-- start Dataset extract --

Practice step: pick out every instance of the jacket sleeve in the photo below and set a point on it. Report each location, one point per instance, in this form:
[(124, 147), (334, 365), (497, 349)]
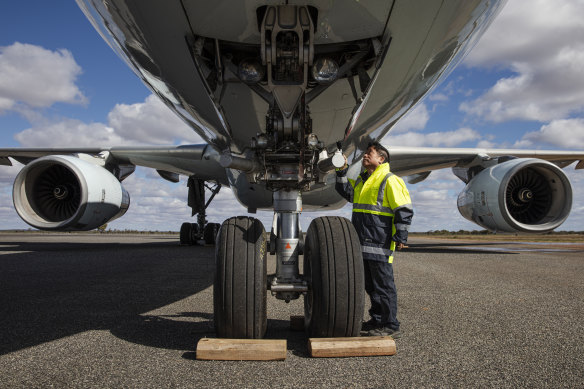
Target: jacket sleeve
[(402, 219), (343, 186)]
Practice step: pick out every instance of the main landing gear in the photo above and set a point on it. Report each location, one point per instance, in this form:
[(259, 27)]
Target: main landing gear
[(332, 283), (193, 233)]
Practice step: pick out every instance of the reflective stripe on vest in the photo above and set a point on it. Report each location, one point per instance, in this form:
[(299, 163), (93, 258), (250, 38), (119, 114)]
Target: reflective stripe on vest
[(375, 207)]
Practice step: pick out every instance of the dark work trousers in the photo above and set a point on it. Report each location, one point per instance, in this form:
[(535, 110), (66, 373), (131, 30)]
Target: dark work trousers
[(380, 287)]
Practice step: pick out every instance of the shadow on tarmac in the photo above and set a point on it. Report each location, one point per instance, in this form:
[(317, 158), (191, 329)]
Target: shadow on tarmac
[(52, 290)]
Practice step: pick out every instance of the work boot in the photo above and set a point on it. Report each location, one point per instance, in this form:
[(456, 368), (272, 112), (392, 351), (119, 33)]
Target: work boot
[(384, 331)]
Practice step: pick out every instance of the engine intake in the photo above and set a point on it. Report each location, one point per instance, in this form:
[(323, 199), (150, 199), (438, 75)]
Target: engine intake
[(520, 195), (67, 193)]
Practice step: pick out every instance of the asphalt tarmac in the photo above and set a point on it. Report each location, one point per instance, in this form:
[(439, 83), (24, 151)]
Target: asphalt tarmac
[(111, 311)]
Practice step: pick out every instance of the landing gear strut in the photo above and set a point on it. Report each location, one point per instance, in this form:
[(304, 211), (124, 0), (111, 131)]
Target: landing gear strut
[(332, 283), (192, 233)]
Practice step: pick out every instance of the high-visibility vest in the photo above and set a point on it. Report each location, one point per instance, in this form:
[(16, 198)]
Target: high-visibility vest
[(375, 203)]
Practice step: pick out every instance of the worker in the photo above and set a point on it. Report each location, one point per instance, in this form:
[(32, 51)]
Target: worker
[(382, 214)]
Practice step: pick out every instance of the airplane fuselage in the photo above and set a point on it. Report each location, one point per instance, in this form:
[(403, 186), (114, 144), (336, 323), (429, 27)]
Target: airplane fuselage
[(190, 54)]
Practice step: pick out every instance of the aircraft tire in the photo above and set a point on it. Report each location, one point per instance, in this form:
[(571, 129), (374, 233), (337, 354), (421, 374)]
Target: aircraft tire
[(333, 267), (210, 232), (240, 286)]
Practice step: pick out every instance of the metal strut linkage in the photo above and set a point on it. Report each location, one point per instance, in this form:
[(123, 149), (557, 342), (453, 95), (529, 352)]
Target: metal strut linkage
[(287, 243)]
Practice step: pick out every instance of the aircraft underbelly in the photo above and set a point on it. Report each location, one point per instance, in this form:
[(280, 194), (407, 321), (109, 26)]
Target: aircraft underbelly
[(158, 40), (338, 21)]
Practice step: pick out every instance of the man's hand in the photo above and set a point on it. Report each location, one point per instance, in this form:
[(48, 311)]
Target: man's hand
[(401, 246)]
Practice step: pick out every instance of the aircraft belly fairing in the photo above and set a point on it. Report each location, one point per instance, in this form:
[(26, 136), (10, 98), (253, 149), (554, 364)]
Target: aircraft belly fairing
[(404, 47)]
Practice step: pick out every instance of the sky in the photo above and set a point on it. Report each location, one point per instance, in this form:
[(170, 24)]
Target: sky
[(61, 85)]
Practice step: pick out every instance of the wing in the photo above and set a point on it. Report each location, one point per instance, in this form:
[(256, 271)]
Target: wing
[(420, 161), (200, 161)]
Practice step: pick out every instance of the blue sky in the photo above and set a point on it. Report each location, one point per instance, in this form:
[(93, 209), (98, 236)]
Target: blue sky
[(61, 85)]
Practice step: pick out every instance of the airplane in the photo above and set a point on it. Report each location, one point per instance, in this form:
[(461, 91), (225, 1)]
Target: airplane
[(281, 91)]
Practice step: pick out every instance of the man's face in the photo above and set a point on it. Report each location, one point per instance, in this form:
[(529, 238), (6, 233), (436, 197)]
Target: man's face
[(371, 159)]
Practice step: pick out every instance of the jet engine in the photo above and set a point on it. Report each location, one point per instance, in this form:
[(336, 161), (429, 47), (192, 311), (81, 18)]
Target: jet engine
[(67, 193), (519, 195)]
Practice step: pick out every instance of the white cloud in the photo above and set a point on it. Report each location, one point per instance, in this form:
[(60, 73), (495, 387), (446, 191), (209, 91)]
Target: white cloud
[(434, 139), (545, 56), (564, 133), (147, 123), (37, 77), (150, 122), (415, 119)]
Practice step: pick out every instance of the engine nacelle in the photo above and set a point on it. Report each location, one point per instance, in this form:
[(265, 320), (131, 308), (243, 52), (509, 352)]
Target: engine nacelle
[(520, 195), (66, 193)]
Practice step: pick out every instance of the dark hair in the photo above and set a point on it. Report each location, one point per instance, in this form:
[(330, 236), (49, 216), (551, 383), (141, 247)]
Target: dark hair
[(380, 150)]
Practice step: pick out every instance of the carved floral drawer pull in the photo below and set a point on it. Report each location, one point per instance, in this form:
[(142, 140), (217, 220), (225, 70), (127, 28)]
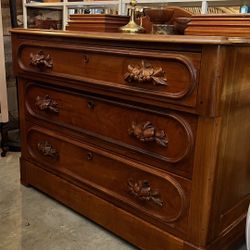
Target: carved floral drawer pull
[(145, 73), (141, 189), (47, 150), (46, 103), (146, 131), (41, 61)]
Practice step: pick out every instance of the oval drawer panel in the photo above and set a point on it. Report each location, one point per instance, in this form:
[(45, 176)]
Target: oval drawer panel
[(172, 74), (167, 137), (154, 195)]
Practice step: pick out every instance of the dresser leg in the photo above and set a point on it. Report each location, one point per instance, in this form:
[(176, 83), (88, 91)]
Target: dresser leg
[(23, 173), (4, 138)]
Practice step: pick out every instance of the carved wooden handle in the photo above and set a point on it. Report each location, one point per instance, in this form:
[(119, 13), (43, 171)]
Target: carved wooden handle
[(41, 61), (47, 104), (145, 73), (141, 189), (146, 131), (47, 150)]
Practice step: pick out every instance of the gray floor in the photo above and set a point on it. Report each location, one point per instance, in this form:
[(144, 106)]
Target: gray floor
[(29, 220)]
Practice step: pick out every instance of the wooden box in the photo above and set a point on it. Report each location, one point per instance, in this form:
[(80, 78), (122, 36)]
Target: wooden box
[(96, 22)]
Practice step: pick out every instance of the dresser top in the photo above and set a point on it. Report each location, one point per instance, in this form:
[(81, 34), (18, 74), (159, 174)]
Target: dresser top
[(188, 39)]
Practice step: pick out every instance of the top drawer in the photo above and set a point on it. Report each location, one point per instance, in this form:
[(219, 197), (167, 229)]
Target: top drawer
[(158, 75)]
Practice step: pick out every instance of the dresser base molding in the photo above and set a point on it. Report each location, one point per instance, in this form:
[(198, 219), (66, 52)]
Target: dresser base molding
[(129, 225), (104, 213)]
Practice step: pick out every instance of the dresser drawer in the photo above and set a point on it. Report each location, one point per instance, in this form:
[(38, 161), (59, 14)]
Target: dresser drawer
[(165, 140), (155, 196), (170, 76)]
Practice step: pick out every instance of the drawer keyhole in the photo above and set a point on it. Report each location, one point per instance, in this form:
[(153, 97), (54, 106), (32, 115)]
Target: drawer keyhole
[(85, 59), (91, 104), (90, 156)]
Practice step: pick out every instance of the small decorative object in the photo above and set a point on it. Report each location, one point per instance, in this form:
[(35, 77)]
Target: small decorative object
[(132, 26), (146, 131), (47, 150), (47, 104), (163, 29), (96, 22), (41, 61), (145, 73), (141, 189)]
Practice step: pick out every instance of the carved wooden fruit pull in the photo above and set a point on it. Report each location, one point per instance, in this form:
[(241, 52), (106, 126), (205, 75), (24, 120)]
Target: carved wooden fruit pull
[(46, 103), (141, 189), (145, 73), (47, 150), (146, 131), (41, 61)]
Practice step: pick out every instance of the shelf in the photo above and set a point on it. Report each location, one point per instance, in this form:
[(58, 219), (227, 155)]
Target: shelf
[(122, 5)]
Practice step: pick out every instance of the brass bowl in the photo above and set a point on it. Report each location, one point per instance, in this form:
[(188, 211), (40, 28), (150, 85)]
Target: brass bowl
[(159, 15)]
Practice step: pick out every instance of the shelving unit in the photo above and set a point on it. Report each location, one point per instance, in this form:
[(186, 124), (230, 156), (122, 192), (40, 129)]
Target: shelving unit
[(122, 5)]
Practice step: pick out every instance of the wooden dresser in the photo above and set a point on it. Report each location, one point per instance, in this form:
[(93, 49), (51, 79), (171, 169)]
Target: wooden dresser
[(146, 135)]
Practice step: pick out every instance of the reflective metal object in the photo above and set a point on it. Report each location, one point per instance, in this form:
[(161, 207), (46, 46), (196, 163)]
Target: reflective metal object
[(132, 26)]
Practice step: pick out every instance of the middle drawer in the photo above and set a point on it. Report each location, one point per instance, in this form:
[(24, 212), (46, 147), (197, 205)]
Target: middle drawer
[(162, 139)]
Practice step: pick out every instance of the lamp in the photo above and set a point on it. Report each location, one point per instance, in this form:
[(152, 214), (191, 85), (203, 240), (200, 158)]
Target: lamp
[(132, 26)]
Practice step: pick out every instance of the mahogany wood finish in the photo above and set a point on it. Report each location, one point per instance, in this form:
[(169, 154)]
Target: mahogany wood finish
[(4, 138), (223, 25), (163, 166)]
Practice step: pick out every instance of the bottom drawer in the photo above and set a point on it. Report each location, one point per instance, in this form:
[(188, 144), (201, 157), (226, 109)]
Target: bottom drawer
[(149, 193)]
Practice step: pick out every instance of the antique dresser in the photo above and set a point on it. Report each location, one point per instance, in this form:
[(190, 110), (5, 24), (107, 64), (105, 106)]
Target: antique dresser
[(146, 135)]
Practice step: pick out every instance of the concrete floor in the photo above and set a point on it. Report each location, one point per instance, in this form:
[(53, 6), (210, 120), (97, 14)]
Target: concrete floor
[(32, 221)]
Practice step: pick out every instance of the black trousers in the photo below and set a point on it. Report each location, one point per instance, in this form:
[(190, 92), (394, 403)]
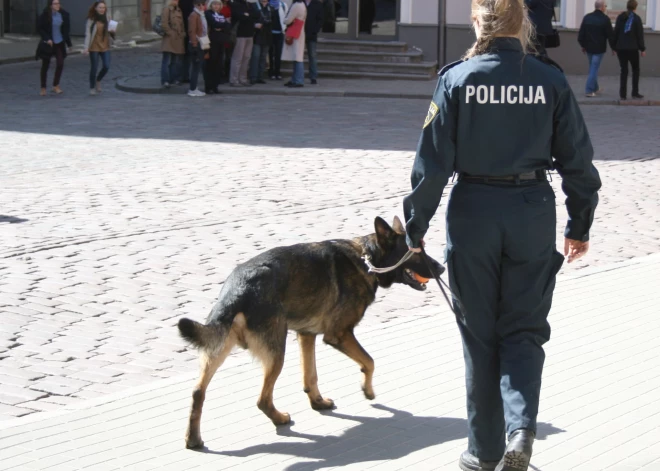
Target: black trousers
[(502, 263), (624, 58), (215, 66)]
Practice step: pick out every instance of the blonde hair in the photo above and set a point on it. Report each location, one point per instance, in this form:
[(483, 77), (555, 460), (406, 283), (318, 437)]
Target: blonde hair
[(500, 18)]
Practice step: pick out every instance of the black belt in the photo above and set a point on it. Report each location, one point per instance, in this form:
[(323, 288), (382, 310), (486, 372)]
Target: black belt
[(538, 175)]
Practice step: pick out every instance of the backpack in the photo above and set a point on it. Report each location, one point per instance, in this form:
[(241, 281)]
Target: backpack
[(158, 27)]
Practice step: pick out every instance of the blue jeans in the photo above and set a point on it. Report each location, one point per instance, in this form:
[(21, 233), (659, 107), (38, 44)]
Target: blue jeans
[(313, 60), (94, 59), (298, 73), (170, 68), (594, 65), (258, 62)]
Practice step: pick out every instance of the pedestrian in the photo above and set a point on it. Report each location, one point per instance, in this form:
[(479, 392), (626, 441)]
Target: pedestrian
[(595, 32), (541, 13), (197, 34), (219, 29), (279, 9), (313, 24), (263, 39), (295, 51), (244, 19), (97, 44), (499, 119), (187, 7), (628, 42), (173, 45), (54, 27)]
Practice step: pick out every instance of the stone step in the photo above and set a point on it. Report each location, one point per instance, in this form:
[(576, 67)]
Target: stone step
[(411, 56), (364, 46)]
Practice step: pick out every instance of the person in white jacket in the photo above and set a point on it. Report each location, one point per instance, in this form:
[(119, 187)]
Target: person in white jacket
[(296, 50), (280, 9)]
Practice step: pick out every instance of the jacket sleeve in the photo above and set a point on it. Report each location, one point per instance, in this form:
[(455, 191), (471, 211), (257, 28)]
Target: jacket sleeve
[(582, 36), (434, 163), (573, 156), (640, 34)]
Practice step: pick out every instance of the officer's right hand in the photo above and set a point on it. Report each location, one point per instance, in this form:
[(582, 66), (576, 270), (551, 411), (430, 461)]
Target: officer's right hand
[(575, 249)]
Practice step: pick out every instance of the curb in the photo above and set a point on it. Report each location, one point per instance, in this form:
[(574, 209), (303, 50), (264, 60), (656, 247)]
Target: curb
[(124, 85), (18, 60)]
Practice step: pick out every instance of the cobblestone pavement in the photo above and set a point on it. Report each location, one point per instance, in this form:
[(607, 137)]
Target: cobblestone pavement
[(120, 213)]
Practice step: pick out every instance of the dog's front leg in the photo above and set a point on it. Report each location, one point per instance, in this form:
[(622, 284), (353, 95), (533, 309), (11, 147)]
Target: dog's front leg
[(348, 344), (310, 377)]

-- end Dataset extract --

* _Task brief_
Copy out the rows word for word, beginning at the line that contains "Practice step: pick out every instance of the jet" and continuing through the line that contains "122), (415, 119)]", with both of those lines included.

* _Result of this exercise_
Practice step: pick out every instance of the jet engine in the photo above and set a point on it. Report each location, one point per instance, in this form:
[(336, 161), (429, 47), (192, 311), (81, 18)]
Target: jet engine
[(67, 193), (519, 195)]
Practice step: pick out every instance of the white cloud in the photo above and set a point on it. Report each location, one point per instance, in this form:
[(60, 73), (495, 387), (446, 191), (209, 91)]
Target: white cloud
[(434, 139), (545, 56), (564, 133), (147, 123), (37, 77), (150, 122), (415, 119)]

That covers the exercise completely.